Input data:
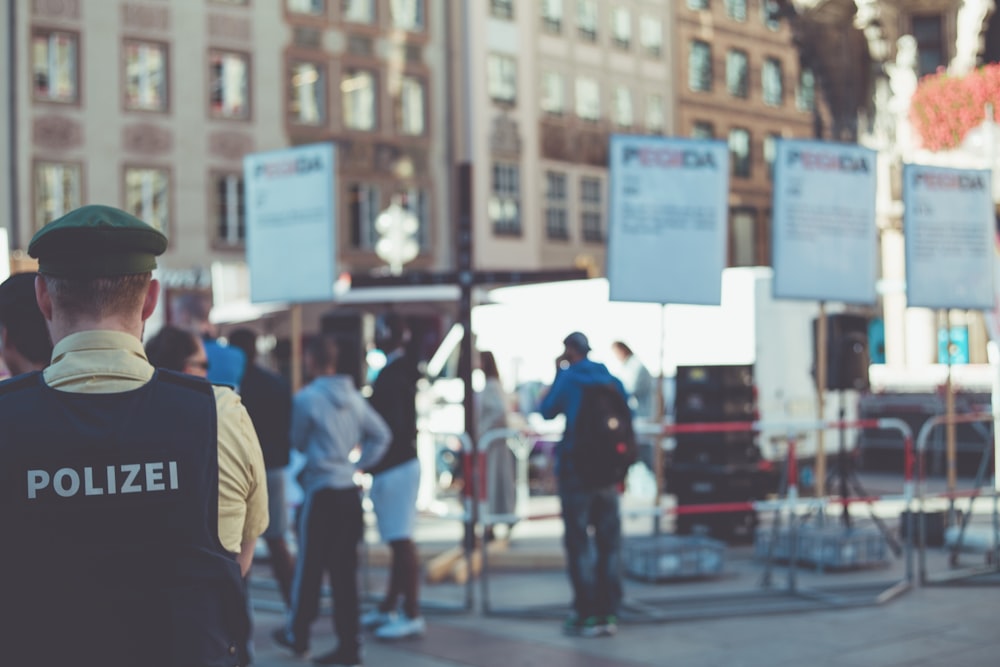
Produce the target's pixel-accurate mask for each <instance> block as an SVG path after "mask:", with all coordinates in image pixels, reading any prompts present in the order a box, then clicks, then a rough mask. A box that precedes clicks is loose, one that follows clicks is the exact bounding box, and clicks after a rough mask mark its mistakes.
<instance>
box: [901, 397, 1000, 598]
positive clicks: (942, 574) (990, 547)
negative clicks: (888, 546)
mask: <svg viewBox="0 0 1000 667" xmlns="http://www.w3.org/2000/svg"><path fill="white" fill-rule="evenodd" d="M995 420H996V416H995V415H993V414H990V413H985V412H980V413H968V414H955V415H938V416H935V417H931V418H930V419H928V420H927V421H926V422H924V425H923V426H922V427H921V429H920V433H919V434H918V435H917V447H916V449H917V469H918V484H917V498H918V507H919V510H918V511H919V526H918V527H917V530H916V535H917V539H916V542H917V554H918V562H919V570H920V583H921V584H927V585H929V584H949V583H962V582H965V581H967V580H970V579H975V580H976V582H977V583H985V582H989V583H1000V499H998V493H997V488H996V482H995V481H994V485H993V487H992V488H986V486H985V484H986V482H987V481H988V480H989V479H990V478H989V474H988V464H989V461H990V453H991V452H993V451H994V448H995V445H994V442H993V440H988V441H984V446H983V452H982V456H981V458H980V462H979V467H978V470H977V472H976V476H975V479H974V480H973V483H972V487H971V488H967V489H962V490H960V489H948V490H946V491H945V492H943V493H931V492H929V491H928V490H927V483H926V475H925V470H926V466H925V459H926V450H927V442H928V440H929V439H930V434H931V432H932V431H933V430H934V429H935V428H937V427H939V426H944V425H948V424H969V423H982V422H990V423H993V424H994V428H996V423H995ZM981 500H991V501H992V502H991V505H992V509H991V511H990V521H989V525H988V527H987V529H986V530H985V531H982V532H980V533H978V537H979V538H980V539H978V540H977V539H973V537H970V535H969V529H970V522H971V521H972V519H973V515H974V513H975V512H974V510H975V509H976V507H977V505H978V504H980V503H979V501H981ZM928 501H931V502H933V501H947V506H948V509H947V513H946V515H945V516H942V517H941V518H942V525H941V526H940V529H941V531H942V535H941V537H942V546H945V547H947V554H946V556H947V566H946V567H945V568H942V571H938V572H933V573H932V572H928V567H929V566H928V560H929V559H930V558H931V557H932V556H933V554H932V553H931V551H930V547H931V546H932V545H931V541H932V540H931V539H930V530H929V516H930V512H928V511H927V509H928V508H927V503H928ZM963 501H965V502H964V503H963ZM962 505H964V508H963V507H962ZM911 516H912V515H911ZM911 520H912V519H911ZM946 526H950V527H947V528H946ZM979 527H982V526H979ZM949 533H950V535H949ZM945 535H949V536H950V537H953V539H952V540H950V541H951V544H948V541H949V540H948V539H945ZM974 541H976V542H980V544H978V545H976V546H978V549H976V551H980V552H983V553H984V564H983V565H979V566H974V565H970V566H962V565H961V563H960V559H961V555H962V553H964V552H965V551H966V550H967V548H968V547H969V546H971V545H970V544H969V543H970V542H974Z"/></svg>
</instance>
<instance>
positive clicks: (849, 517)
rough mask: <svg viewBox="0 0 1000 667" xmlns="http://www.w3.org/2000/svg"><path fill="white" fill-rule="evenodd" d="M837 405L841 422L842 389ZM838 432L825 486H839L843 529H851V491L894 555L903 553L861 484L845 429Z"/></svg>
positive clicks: (899, 544)
mask: <svg viewBox="0 0 1000 667" xmlns="http://www.w3.org/2000/svg"><path fill="white" fill-rule="evenodd" d="M837 394H838V399H839V405H838V412H837V414H838V417H839V421H840V423H841V424H843V423H844V419H845V413H846V410H845V408H844V390H843V389H840V390H838V391H837ZM838 431H839V433H840V440H839V442H838V446H837V465H836V467H834V468H831V470H830V473H829V474H828V475H827V480H826V482H827V488H828V489H829V488H833V482H834V481H837V482H838V486H839V493H840V498H841V501H842V503H843V511H842V513H841V523H842V524H843V526H844V530H845V531H849V530H850V529H851V512H850V498H851V491H852V490H853V491H854V493H855V494H856V495H857V497H859V498H863V499H864V502H865V504H866V505H868V516H869V517H871V519H872V521H873V522H874V523H875V525H876V526H877V527H878V529H879V532H881V533H882V537H884V538H885V541H886V543H887V544H888V545H889V548H890V549H891V550H892V553H893V554H894V555H895V556H897V557H898V556H899V555H900V554H902V553H903V548H902V546H900V544H899V541H898V540H897V539H896V537H895V535H893V534H892V531H891V530H889V527H888V526H886V525H885V522H884V521H882V519H881V518H880V517H879V516H878V515H877V514H876V513H875V504H874V502H873V501H872V499H871V496H870V495H868V492H867V491H866V490H865V488H864V486H863V485H862V484H861V480H860V479H858V474H857V470H855V466H854V463H853V461H852V460H851V458H850V457H849V456H848V454H847V429H845V428H840V429H838Z"/></svg>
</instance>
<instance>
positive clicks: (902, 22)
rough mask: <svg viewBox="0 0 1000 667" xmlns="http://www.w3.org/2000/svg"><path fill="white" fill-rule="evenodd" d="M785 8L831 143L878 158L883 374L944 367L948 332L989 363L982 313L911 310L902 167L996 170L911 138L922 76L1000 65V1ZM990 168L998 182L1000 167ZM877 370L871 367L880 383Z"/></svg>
mask: <svg viewBox="0 0 1000 667" xmlns="http://www.w3.org/2000/svg"><path fill="white" fill-rule="evenodd" d="M781 5H782V10H783V14H784V15H785V16H786V17H787V19H788V22H789V25H790V27H791V29H792V31H793V33H794V34H795V38H796V41H797V43H798V44H799V45H800V49H801V52H802V58H803V61H804V62H809V63H811V64H812V66H813V67H814V68H815V70H816V71H817V74H818V79H819V83H820V86H821V87H822V88H823V90H824V92H825V93H826V97H827V100H828V101H829V105H830V110H831V114H832V123H833V132H832V135H833V137H835V138H838V139H841V140H845V141H857V142H859V143H862V144H864V145H867V146H870V147H872V148H875V149H877V150H878V151H879V192H878V202H877V203H878V206H877V212H878V228H879V235H880V236H879V242H880V250H881V259H882V266H881V273H882V284H881V286H880V287H881V289H880V295H881V298H880V304H879V307H878V309H877V311H876V312H875V313H872V315H873V317H875V319H876V320H877V321H878V322H880V323H881V325H882V328H883V330H884V340H881V341H879V340H876V341H873V346H879V345H881V346H882V347H884V359H882V361H884V364H885V370H886V377H887V378H893V377H903V376H906V375H909V376H910V377H914V375H913V373H912V372H913V371H914V370H916V369H927V368H928V366H930V365H934V364H936V363H937V362H939V361H940V357H939V342H938V341H939V339H938V337H939V332H944V331H945V330H950V331H952V332H954V331H955V330H958V331H959V332H960V334H961V336H962V337H963V338H967V340H968V360H969V362H970V363H971V364H973V365H975V364H977V363H979V364H981V363H985V362H986V361H987V338H988V335H987V328H986V325H985V322H984V317H983V314H982V313H980V312H976V311H951V312H949V313H947V315H945V314H944V313H935V312H933V311H929V310H926V309H920V308H908V307H907V305H906V298H905V292H904V285H905V265H904V254H905V253H904V250H905V241H904V233H905V230H904V229H903V219H902V214H903V208H902V202H901V194H902V193H901V169H902V165H903V163H905V162H919V163H925V164H935V163H939V164H951V165H955V166H966V167H974V168H981V167H985V166H989V165H988V164H987V161H986V160H985V159H984V154H983V152H982V151H981V150H980V151H979V153H978V154H976V151H974V150H972V151H970V150H969V149H964V150H959V151H955V152H951V153H949V154H933V153H930V152H929V151H926V150H923V149H922V148H921V146H920V145H919V140H918V139H917V138H916V137H915V136H914V134H913V132H911V128H910V126H909V120H908V114H909V110H910V97H911V95H912V94H913V92H914V90H915V89H916V86H917V82H918V79H919V77H921V76H924V75H927V74H931V73H935V72H938V71H942V70H943V71H947V72H948V73H949V74H953V75H962V74H965V73H967V72H969V71H970V70H971V69H973V68H974V67H976V66H979V65H982V64H984V63H988V62H998V61H1000V14H998V12H997V11H996V9H997V7H996V3H995V2H994V0H966V1H959V0H913V1H911V0H895V1H889V2H884V1H876V0H792V1H791V2H786V1H783V2H782V3H781ZM994 155H995V156H997V155H1000V152H996V153H995V154H994ZM992 167H993V169H994V170H995V173H994V176H996V175H997V172H1000V165H996V164H994V165H992ZM994 183H995V185H994V190H993V192H994V197H1000V187H997V185H996V184H997V183H998V181H997V180H996V178H995V180H994ZM946 338H947V336H946ZM877 370H878V369H877V368H876V367H873V377H874V375H875V371H877ZM895 370H899V371H901V372H900V373H895V372H894V371H895ZM958 370H962V369H958ZM935 377H938V378H939V377H940V376H935ZM970 382H974V381H973V380H971V378H970ZM980 386H981V383H980Z"/></svg>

What you are asked to do:
Among the records above, repeat exactly the line with "box: [901, 397, 1000, 598]", the line with "positive clicks: (942, 574) (990, 547)", and every line in between, and only those.

Exercise output:
box: [901, 397, 1000, 598]
positive clicks: (942, 574) (990, 547)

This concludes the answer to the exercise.